▸ **Requirement**: In the forum thread on big-city skylines, which city is said to look more like Seattle than Seattle does?

▸ **Extract**:
# Fame versus Fiction-America's big city skylines



## elliot (Dec 19, 2003)

NYC building like crazy of course and Chicago stepping up. No contest with NYC.

Phillie and San Fran growing taller small downtown clusters.

1. L.A. - featured and lovingly worshipped in a gazillion TV series and movies. But still a cluster of a dozen or so earth-quake proof downtown towers. How many repeat camera angles can carry the show.

2. Denver - boom town and early TV fame but the skyline looks basically the same to me, 15-20 years later.

3. Houston -less fame but a boomtown that also looks the same to me 15-20 years later. Perhaps fewer parking lots but more freeways?


^I know these cities are building but not seeing any significant skyline impact/change. 


4.Atlanta-no real fame except "Housewives" but becoming very busy in the TV/movie sweepstakes. Skyline is growing but spread well beyond most camera captures. Maybe too many NYC style knock offs.

5. Seattle - lots of fame but I don't see the change (many proposals).


NYC continues to out-perform (and obviously has the fame game locked).


----------



## isaidso (Mar 21, 2007)

When films/tv impose a US skyline shot near the beginning or insert a state license plate it's a dead give away that it's not shot/made there. They're trying to trick the viewer into thinking it's City X when it's obviously not. US Postal Service boxes, a US flag, or service vehicle with a US city name written across it are other big red flags. 

After 25+ years of it, Vancouver looks more like Seattle than Seattle does. At least with Toronto they now edit out the CN Tower but you can still usually tell in about 20-30 seconds. You'll see a standard Toronto street vista, a Canadian retailer, or way more Canadian actors than one normally sees. I suppose someone in Mali won't clue in.

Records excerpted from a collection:

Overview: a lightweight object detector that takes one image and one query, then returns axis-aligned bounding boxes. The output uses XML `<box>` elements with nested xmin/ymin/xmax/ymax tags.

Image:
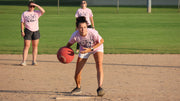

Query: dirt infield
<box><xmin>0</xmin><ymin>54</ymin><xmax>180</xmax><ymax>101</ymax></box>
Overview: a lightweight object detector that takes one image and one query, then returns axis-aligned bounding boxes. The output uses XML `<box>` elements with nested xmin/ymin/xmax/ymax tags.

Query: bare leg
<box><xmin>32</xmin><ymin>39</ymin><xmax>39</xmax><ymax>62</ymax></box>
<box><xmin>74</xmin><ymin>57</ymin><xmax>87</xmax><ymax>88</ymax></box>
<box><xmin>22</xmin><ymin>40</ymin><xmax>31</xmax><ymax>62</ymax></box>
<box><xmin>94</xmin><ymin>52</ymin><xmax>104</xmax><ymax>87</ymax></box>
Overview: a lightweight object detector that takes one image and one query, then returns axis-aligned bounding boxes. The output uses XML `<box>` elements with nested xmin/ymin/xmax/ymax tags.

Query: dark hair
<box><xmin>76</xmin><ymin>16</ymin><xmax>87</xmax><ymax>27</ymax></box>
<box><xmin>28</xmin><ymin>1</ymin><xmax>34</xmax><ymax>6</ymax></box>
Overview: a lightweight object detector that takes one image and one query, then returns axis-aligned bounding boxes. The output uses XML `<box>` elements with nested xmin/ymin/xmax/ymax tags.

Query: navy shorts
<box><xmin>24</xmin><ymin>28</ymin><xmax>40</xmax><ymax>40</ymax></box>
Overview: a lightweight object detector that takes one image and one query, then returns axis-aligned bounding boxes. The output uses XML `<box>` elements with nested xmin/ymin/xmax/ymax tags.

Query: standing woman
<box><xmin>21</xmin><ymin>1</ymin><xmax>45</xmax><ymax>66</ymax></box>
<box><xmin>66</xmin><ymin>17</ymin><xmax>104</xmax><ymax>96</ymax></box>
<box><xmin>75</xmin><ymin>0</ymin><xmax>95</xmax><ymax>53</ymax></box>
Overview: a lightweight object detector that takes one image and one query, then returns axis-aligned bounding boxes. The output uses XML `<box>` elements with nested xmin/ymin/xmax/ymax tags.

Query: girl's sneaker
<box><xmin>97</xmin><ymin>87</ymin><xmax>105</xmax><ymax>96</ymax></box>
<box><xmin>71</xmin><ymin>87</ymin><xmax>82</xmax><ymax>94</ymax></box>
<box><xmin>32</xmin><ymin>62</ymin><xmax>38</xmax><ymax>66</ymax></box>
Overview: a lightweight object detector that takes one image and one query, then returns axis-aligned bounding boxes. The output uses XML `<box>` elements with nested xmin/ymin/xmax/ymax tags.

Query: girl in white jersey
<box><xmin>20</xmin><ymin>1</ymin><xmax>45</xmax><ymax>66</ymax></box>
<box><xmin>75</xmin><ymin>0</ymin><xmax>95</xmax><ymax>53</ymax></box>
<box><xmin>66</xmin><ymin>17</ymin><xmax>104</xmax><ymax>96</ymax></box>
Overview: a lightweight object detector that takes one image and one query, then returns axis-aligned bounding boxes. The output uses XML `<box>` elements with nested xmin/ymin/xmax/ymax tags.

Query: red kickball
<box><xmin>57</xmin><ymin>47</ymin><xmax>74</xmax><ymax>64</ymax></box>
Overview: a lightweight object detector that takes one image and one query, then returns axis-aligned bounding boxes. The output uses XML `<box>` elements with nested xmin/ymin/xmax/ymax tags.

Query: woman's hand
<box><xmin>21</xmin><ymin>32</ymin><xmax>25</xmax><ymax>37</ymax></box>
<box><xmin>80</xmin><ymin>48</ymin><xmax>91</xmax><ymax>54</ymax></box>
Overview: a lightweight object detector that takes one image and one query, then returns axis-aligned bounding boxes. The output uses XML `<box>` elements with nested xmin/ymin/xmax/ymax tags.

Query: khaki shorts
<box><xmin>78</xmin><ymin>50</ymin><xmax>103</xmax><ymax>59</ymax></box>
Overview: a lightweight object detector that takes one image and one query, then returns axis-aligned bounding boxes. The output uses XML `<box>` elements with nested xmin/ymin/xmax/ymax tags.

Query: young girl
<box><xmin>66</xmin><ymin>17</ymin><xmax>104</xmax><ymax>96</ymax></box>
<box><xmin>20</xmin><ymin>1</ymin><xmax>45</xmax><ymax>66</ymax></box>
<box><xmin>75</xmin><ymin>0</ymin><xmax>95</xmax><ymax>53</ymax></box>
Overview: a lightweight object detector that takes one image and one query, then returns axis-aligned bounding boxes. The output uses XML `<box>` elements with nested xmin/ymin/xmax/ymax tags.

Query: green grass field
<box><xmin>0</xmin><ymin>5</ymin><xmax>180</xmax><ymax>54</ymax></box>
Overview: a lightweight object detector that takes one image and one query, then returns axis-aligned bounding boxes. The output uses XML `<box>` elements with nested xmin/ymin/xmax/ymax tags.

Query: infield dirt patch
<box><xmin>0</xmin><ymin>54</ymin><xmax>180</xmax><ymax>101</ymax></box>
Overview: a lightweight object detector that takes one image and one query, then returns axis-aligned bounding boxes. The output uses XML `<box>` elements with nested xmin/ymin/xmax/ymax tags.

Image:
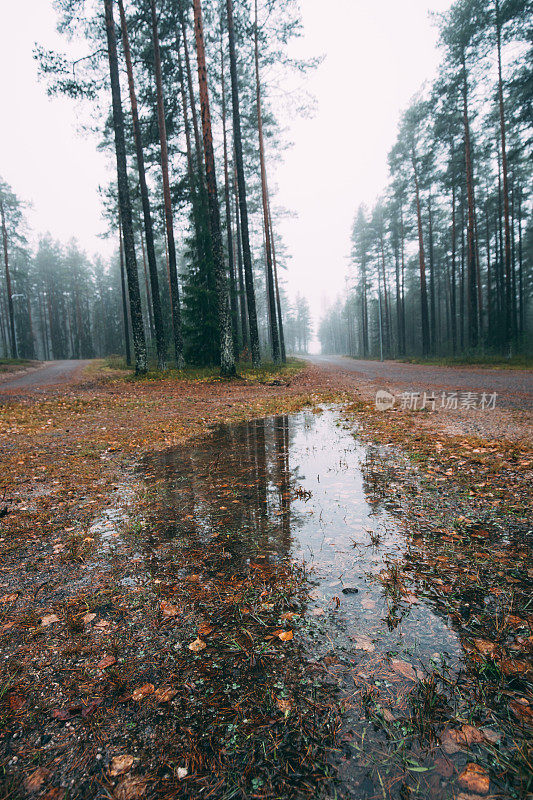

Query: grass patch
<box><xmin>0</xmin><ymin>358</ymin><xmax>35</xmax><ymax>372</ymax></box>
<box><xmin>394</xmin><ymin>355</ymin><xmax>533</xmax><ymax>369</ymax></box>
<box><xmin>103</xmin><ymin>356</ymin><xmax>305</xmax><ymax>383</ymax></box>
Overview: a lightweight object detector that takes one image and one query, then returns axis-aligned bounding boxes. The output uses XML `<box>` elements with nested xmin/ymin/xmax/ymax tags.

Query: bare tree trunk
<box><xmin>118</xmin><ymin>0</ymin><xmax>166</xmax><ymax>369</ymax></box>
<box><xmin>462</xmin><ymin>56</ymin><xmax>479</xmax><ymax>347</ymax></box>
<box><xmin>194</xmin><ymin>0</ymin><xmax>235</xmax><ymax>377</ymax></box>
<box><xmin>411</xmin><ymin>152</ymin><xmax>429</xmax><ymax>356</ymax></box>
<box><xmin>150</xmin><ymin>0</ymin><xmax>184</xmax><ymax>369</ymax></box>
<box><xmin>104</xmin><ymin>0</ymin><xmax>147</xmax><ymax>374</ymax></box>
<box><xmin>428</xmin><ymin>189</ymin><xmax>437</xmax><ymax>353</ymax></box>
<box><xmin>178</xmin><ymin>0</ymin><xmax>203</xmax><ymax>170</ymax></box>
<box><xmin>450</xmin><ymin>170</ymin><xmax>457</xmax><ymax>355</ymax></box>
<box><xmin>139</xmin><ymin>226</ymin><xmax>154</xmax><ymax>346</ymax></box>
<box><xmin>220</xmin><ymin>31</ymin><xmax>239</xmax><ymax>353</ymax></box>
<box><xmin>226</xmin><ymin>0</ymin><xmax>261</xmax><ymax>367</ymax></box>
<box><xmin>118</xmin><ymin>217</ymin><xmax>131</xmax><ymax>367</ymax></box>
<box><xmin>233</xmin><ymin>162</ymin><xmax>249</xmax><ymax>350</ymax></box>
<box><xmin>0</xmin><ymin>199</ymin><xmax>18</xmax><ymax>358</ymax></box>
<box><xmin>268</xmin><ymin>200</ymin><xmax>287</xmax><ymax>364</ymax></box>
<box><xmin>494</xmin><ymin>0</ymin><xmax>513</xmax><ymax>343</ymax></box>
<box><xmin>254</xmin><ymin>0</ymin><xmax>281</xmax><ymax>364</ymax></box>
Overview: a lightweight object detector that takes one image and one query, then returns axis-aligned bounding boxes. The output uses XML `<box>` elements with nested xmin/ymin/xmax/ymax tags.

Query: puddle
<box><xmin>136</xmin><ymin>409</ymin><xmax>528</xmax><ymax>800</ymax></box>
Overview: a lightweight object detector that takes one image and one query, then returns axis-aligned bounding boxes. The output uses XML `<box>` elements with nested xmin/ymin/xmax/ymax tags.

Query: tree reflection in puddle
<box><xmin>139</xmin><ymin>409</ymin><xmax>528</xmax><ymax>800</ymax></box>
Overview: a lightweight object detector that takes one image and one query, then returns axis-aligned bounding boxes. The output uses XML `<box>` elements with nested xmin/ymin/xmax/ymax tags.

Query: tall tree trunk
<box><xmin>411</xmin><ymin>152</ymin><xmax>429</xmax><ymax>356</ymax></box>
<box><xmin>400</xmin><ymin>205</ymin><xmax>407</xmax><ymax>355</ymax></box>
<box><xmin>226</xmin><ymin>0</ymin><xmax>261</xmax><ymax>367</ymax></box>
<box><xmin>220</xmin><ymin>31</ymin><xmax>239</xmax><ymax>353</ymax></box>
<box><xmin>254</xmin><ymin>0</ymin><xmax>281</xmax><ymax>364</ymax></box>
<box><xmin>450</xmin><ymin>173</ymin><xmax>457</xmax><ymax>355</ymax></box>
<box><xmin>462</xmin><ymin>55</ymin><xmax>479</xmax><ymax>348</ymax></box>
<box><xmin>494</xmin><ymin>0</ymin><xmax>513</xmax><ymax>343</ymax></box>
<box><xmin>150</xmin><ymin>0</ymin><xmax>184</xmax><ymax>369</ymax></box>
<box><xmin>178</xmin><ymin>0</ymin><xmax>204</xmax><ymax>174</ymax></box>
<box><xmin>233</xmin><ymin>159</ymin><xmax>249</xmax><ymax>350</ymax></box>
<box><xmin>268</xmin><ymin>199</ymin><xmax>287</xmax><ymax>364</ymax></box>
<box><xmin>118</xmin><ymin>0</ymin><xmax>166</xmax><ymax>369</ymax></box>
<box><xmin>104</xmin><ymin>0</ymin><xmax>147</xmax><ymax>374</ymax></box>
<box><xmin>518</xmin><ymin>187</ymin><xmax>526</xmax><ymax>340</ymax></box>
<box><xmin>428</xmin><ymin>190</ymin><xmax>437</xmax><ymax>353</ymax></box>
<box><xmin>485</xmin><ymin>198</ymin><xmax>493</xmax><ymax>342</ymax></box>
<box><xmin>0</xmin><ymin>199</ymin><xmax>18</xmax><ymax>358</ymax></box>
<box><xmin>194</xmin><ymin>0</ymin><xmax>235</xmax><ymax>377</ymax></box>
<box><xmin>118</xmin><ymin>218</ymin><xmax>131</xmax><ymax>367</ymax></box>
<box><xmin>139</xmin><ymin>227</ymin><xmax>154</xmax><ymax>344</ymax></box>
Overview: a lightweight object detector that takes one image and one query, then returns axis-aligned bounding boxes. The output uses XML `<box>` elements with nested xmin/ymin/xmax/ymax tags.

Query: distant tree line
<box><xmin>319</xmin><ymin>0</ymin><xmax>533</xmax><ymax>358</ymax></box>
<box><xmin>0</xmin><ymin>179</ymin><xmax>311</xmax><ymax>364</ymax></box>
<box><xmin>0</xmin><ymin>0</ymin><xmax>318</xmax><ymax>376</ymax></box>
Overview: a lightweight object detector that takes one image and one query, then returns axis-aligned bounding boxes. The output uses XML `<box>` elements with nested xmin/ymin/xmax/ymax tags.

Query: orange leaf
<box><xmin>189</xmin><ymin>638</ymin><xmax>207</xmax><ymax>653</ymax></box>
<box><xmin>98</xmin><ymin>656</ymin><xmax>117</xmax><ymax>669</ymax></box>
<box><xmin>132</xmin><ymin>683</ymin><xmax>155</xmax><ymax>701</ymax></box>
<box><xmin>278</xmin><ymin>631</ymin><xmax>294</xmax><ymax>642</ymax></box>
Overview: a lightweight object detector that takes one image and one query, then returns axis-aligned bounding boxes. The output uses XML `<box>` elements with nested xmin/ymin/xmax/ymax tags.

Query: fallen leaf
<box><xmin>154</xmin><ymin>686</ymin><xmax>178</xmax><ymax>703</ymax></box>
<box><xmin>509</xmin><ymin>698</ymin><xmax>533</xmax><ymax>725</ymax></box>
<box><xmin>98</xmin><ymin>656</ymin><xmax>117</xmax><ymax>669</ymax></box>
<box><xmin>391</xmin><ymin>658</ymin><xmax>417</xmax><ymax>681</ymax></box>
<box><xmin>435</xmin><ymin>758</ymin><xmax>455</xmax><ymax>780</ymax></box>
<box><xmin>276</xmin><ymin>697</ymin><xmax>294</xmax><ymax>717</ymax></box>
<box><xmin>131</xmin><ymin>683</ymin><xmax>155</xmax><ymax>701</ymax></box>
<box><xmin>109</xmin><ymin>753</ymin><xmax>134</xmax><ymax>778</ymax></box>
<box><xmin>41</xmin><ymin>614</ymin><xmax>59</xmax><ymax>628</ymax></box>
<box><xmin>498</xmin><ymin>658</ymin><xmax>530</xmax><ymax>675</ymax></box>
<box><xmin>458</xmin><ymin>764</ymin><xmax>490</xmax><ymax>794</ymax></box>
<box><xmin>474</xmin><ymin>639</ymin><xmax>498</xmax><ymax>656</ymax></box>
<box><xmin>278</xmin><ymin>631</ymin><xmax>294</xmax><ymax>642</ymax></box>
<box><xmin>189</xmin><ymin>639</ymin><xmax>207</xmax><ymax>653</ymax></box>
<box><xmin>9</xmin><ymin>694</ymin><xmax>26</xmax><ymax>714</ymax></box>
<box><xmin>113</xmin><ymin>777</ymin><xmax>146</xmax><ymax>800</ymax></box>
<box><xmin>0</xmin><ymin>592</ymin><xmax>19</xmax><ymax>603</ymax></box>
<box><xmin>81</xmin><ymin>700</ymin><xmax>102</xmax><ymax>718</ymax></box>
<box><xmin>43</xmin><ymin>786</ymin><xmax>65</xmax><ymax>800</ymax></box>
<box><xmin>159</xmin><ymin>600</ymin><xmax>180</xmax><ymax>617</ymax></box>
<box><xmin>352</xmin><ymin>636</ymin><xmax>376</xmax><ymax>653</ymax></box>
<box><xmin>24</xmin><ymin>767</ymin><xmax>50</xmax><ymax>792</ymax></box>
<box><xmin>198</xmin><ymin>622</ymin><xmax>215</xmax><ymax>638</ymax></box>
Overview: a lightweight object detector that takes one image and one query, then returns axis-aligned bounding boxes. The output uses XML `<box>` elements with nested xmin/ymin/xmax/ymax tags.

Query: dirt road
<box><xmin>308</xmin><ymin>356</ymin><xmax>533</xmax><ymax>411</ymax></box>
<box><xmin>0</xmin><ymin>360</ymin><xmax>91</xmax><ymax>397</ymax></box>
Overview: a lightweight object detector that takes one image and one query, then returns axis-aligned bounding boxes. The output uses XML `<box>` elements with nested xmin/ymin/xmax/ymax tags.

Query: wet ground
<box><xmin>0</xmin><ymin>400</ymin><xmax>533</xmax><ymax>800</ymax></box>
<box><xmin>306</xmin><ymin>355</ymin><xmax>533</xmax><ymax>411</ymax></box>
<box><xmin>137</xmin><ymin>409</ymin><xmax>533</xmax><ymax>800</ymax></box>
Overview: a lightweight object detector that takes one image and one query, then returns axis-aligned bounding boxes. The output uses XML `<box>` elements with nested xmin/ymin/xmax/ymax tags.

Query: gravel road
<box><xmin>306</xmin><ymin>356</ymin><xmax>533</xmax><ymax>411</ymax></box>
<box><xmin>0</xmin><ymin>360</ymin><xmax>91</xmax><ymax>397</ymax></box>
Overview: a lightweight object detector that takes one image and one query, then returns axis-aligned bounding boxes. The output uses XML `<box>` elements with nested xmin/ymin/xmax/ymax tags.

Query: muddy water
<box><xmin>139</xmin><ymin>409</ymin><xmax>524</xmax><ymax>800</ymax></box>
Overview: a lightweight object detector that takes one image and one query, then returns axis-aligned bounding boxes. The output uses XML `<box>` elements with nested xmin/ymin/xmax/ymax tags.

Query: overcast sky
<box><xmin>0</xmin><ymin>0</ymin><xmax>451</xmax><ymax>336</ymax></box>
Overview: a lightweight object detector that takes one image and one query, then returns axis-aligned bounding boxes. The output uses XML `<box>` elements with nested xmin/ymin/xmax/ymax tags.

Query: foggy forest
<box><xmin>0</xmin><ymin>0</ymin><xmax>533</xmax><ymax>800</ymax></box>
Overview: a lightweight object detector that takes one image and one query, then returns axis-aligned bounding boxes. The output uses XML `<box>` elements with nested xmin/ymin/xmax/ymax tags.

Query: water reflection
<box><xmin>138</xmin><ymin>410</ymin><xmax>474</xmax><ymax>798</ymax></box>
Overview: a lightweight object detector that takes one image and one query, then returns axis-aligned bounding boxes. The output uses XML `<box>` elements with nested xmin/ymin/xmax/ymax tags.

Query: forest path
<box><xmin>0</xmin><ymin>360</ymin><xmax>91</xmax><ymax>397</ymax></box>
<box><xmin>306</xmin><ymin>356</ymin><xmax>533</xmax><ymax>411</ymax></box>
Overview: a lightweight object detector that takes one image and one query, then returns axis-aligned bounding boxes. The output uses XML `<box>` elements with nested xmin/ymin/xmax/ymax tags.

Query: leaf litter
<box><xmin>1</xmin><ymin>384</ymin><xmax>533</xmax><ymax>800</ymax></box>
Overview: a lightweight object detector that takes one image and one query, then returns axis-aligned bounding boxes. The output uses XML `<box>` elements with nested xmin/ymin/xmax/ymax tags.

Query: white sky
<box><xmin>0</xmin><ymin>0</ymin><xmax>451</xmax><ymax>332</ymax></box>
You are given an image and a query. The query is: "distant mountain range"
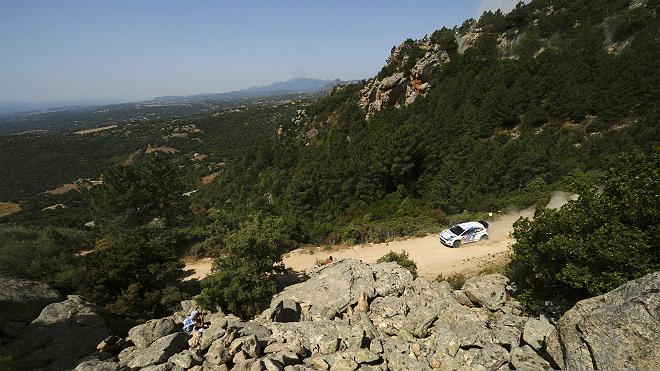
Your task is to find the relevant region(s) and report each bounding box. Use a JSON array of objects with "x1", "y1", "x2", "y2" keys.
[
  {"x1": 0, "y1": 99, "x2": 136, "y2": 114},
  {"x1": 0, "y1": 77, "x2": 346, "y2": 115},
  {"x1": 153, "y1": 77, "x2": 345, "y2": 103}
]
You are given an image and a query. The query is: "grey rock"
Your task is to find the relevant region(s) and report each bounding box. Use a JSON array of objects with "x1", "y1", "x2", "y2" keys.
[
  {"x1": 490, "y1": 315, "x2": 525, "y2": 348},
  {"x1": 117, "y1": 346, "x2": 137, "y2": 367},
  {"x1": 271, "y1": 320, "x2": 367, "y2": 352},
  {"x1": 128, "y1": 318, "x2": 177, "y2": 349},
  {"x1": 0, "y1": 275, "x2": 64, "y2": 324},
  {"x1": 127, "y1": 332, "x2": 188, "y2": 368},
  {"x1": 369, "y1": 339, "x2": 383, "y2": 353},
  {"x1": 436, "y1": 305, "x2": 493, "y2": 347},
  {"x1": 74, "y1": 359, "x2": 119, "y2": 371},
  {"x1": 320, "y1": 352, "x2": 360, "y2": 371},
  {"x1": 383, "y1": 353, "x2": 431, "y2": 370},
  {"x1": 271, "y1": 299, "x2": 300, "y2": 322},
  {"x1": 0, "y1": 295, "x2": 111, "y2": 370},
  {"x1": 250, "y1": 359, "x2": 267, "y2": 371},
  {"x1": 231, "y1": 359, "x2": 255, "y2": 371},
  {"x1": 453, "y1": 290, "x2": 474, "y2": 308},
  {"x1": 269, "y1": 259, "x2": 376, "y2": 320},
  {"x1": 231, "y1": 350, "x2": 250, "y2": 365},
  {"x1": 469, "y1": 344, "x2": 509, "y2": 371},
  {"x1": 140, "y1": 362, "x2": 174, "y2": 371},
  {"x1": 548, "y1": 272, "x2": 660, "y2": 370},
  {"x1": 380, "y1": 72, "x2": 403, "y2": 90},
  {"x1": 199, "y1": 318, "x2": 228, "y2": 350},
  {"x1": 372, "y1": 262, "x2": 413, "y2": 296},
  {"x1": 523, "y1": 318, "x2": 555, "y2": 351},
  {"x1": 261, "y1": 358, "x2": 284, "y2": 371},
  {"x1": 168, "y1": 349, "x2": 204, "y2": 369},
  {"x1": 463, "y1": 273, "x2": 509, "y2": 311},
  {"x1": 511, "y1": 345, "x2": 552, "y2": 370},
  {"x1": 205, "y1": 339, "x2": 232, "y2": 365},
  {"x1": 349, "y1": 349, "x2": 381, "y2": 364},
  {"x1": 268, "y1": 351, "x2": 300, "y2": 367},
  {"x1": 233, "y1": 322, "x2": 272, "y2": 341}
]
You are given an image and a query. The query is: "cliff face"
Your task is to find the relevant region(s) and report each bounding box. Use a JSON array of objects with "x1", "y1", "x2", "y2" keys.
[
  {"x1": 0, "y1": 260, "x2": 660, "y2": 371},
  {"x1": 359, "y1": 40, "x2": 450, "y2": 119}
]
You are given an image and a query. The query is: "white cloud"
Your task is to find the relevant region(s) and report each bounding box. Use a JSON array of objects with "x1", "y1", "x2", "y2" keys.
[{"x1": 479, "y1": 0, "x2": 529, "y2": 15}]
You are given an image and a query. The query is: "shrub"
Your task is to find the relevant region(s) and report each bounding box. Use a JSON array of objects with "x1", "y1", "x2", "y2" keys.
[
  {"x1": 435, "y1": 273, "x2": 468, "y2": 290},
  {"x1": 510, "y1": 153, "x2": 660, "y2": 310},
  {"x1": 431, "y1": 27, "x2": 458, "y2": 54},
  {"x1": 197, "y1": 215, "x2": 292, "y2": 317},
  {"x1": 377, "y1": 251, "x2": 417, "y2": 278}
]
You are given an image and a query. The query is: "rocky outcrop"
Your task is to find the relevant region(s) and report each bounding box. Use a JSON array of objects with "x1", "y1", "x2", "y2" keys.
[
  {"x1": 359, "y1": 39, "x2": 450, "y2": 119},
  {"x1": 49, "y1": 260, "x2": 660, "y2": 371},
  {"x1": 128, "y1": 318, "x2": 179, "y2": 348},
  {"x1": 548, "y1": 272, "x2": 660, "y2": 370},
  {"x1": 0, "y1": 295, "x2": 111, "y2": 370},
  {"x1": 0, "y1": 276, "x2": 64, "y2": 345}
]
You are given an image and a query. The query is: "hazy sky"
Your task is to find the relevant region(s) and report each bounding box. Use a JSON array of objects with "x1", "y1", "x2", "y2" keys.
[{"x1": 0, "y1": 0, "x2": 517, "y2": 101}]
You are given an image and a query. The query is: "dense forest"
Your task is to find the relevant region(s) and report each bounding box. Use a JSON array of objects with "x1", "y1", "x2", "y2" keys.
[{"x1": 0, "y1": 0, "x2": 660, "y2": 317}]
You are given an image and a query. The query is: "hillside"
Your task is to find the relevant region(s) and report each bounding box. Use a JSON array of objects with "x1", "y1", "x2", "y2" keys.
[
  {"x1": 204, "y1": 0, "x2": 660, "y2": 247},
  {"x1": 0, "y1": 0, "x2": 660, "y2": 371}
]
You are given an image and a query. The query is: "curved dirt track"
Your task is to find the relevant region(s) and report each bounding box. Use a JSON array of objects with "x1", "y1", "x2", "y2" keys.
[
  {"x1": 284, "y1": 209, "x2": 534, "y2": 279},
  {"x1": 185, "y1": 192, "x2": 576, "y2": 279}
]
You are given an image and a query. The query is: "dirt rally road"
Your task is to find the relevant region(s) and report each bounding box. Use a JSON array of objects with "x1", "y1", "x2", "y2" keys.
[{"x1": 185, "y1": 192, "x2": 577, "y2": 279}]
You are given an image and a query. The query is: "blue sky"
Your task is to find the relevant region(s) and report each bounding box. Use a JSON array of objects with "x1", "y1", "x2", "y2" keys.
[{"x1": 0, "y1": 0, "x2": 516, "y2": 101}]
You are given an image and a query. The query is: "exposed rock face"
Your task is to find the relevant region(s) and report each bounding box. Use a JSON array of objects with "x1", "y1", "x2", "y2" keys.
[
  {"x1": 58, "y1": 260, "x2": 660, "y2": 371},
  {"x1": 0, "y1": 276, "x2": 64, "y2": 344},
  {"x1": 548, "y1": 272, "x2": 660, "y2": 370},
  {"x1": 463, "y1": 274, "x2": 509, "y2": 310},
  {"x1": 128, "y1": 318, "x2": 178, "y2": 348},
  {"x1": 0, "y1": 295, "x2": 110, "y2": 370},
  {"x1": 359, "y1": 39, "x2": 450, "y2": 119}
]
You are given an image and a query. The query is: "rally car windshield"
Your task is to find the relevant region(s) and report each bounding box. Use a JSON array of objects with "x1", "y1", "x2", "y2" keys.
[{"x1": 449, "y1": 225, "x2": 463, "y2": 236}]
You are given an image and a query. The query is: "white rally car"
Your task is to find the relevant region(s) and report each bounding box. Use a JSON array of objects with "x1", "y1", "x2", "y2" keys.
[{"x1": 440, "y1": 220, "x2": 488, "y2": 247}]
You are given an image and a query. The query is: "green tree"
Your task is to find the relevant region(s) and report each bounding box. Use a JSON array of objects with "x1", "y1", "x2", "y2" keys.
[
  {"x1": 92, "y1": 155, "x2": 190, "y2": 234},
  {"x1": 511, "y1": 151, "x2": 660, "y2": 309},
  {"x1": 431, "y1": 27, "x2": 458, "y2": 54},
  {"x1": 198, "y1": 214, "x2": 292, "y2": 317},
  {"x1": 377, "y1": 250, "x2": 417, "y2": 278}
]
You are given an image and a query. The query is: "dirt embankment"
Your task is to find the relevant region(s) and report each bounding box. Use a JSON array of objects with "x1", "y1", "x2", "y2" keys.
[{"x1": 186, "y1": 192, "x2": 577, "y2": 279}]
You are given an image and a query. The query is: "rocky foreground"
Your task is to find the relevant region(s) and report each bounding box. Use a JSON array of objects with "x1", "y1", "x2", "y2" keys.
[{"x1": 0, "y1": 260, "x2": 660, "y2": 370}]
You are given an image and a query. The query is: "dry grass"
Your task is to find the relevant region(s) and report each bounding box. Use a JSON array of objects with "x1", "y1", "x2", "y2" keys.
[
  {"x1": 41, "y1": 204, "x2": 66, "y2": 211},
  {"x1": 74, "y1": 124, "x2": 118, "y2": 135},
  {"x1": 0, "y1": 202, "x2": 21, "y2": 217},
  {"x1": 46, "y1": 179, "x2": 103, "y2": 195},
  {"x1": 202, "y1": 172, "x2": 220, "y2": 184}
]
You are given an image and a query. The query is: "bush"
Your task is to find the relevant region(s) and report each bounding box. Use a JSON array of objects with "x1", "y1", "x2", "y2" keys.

▸ **Result of this task**: Vancouver